[Opening Exercise input section]
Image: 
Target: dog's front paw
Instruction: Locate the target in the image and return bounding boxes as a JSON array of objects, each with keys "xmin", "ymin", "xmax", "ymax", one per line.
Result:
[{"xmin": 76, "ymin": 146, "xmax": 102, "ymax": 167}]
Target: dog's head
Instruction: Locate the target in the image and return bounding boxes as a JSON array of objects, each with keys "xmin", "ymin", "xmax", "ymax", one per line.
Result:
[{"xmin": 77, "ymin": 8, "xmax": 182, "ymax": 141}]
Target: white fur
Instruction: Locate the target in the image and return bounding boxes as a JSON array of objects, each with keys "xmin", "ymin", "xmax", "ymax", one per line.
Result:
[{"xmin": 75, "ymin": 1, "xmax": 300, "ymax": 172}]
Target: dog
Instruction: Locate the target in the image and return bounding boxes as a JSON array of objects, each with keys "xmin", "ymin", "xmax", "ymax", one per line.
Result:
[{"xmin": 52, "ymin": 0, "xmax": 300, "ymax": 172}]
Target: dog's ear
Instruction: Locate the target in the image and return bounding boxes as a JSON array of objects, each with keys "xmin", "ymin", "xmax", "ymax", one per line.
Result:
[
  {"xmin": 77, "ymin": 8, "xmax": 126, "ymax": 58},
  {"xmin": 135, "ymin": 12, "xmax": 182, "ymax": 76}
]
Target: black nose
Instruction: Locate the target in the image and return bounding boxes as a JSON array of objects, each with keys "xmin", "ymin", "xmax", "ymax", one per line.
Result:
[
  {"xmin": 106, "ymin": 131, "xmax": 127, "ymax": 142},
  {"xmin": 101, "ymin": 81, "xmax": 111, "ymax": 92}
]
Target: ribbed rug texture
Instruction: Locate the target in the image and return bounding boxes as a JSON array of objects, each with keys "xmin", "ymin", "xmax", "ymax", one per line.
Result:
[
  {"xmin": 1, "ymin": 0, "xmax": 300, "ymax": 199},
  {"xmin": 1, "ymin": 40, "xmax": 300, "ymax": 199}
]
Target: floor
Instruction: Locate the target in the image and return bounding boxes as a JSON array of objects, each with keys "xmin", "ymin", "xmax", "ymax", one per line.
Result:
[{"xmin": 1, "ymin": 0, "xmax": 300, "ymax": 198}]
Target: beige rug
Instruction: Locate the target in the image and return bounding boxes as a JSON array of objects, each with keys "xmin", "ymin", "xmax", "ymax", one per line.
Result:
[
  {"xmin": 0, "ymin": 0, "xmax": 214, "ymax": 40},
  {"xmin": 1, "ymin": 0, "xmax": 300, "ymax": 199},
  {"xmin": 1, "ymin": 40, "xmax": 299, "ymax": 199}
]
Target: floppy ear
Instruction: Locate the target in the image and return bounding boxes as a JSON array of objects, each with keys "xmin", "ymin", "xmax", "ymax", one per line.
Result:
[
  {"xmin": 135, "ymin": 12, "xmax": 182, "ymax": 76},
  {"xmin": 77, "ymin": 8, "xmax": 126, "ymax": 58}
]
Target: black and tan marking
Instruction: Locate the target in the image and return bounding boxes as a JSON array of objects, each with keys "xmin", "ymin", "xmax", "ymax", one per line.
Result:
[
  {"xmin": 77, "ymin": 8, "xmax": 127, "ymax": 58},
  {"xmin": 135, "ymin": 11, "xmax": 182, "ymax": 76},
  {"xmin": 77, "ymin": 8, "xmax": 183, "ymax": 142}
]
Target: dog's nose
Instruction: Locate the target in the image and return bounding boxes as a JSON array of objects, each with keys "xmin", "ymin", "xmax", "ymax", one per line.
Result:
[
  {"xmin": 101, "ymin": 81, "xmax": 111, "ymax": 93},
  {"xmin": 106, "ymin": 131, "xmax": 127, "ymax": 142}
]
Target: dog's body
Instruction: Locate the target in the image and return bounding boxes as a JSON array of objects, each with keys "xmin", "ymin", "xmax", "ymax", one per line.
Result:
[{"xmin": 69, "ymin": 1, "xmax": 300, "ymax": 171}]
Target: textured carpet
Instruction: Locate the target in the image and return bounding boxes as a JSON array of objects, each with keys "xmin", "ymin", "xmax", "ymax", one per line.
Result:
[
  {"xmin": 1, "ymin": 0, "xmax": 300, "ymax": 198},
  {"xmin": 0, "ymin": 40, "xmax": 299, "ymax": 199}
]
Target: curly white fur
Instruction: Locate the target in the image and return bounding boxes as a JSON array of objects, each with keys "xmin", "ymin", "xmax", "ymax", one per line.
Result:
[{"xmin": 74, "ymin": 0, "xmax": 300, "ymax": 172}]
[Closing Exercise input section]
> **Exercise aim**
Output the listing above in full, exactly as written.

> **Answer area**
Image: 
Target: dog's front paw
Instruction: Locate the target in the image and return bounding boxes as a JSON array of objects, each with keys "xmin", "ymin", "xmax", "ymax", one per line.
Result:
[{"xmin": 76, "ymin": 146, "xmax": 102, "ymax": 167}]
Target: dog's head
Instruction: Locate the target in the image and return bounding boxes as a JSON array of objects, each with keys "xmin", "ymin", "xmax", "ymax", one per line.
Result:
[{"xmin": 77, "ymin": 8, "xmax": 182, "ymax": 141}]
Target: white fur
Instruction: Locate the target in the image and return bounding boxes as a JSON array of objects, each with keys "xmin", "ymin", "xmax", "ymax", one per line.
Result:
[{"xmin": 75, "ymin": 1, "xmax": 300, "ymax": 172}]
Target: dog
Instruction: Locate the target in the image and return bounding boxes as a JSON array of objects, each with keys "xmin", "ymin", "xmax", "ymax", one per line.
Result:
[{"xmin": 52, "ymin": 0, "xmax": 300, "ymax": 172}]
Target: dog's ear
Instruction: Locate the target in the image and return bounding boxes as a JSON array of objects, each with keys "xmin", "ymin", "xmax", "ymax", one per line.
Result:
[
  {"xmin": 77, "ymin": 8, "xmax": 126, "ymax": 58},
  {"xmin": 135, "ymin": 12, "xmax": 182, "ymax": 76}
]
Target: black nose
Instruction: Locate the target in the image and return bounding boxes as a JSON array of objects, each with keys "xmin", "ymin", "xmax", "ymax", one per line.
Result:
[
  {"xmin": 106, "ymin": 131, "xmax": 127, "ymax": 142},
  {"xmin": 101, "ymin": 81, "xmax": 111, "ymax": 92}
]
Target: ribbed rug texture
Instruction: Locate the target in the image and return bounding boxes as a JSON array of objects, each with keys "xmin", "ymin", "xmax", "ymax", one per line.
Result:
[
  {"xmin": 1, "ymin": 0, "xmax": 300, "ymax": 199},
  {"xmin": 1, "ymin": 40, "xmax": 300, "ymax": 199}
]
Target: floor
Instruction: Locate the target in the image and return bounding boxes as a JSON array of objects, each with keys "xmin", "ymin", "xmax", "ymax", one per line.
Result:
[{"xmin": 1, "ymin": 0, "xmax": 300, "ymax": 198}]
Target: beige rug
Instruction: Locate the target in the image and return bounding boxes as a JSON array of objects, each with keys "xmin", "ymin", "xmax", "ymax", one per line.
Result:
[
  {"xmin": 0, "ymin": 0, "xmax": 214, "ymax": 40},
  {"xmin": 1, "ymin": 0, "xmax": 300, "ymax": 199},
  {"xmin": 1, "ymin": 40, "xmax": 299, "ymax": 199}
]
Target: floppy ear
Instruction: Locate the target in the image and return bounding boxes as a JSON array of objects, each with keys "xmin", "ymin", "xmax", "ymax", one per line.
Result:
[
  {"xmin": 135, "ymin": 12, "xmax": 182, "ymax": 76},
  {"xmin": 77, "ymin": 8, "xmax": 126, "ymax": 58}
]
Target: black and tan marking
Instruction: Locate the target in the image and return bounding boxes as a JSON array of objects, each with keys "xmin", "ymin", "xmax", "ymax", one per line.
Result:
[
  {"xmin": 77, "ymin": 8, "xmax": 127, "ymax": 58},
  {"xmin": 135, "ymin": 11, "xmax": 182, "ymax": 76},
  {"xmin": 77, "ymin": 8, "xmax": 183, "ymax": 142}
]
Target: dog's nose
Instruction: Locate the target in the image and return bounding boxes as a JSON array of objects, each with keys "xmin", "ymin", "xmax", "ymax", one per line.
Result:
[
  {"xmin": 101, "ymin": 81, "xmax": 111, "ymax": 93},
  {"xmin": 106, "ymin": 131, "xmax": 127, "ymax": 142}
]
Target: dog's body
Instruction: Locate the target in the image and return bounding boxes as a JSON array of objects, each with keys "xmin", "ymin", "xmax", "ymax", one per line.
Result:
[{"xmin": 69, "ymin": 1, "xmax": 300, "ymax": 171}]
Target: textured carpet
Instruction: Locate the target in the image and return bounding boxes as a JSON array of objects, each with keys "xmin", "ymin", "xmax", "ymax", one per line.
Result:
[
  {"xmin": 1, "ymin": 0, "xmax": 300, "ymax": 198},
  {"xmin": 0, "ymin": 40, "xmax": 299, "ymax": 199}
]
Target: curly white fur
Instruction: Locate the target in the image and return bounding boxes as a JSON array of objects, each with keys "xmin", "ymin", "xmax", "ymax", one per line.
Result:
[{"xmin": 74, "ymin": 0, "xmax": 300, "ymax": 172}]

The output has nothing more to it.